# [Written request]
Find every line in the listing below that holds the word "woman" and copy each of those lines. Case counts.

# [Supplied entries]
* * * *
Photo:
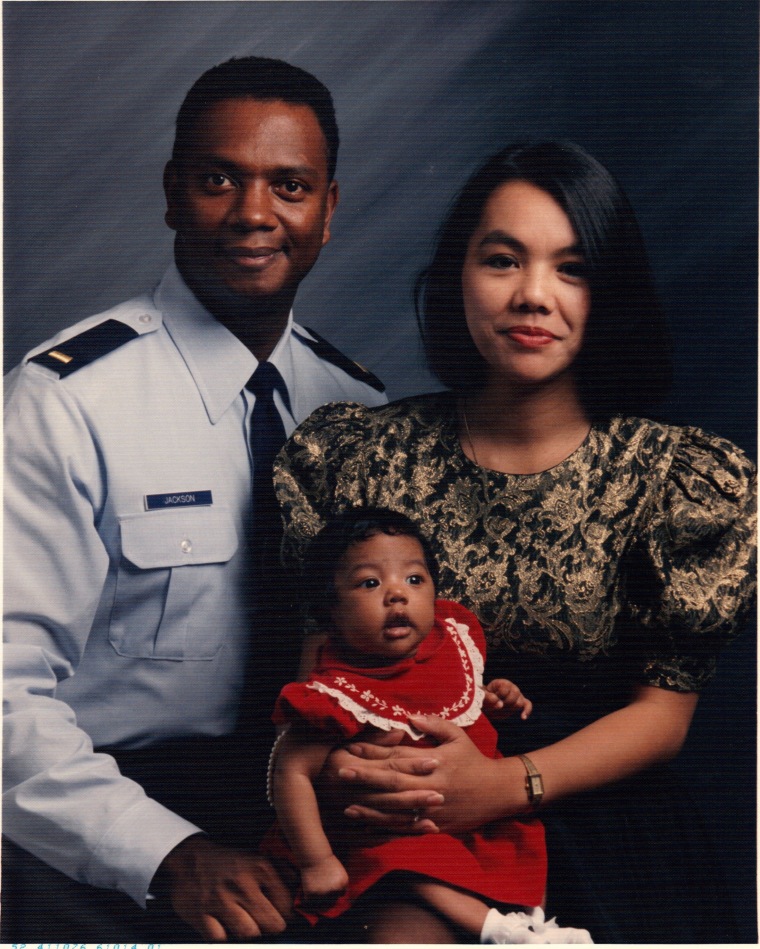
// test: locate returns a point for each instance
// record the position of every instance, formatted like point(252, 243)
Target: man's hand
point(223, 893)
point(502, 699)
* * * *
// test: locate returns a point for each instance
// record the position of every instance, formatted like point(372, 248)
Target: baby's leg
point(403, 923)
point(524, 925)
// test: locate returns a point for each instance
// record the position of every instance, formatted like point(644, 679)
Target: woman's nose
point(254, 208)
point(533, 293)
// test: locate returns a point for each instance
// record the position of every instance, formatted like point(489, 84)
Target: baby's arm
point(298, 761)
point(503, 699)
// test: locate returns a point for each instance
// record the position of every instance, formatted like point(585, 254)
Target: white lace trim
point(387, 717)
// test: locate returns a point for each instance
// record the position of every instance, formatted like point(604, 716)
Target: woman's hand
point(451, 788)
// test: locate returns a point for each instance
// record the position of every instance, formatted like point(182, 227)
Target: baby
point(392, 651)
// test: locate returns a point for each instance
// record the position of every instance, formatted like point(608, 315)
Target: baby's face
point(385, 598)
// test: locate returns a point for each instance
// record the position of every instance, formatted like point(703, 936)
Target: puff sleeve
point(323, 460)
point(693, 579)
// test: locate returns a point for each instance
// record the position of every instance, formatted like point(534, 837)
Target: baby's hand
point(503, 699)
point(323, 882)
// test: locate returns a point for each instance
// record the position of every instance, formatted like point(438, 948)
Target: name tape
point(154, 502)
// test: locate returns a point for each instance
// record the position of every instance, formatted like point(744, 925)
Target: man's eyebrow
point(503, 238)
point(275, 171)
* * * *
# [Answer to the task]
Target: woman's nose
Target: woman's hand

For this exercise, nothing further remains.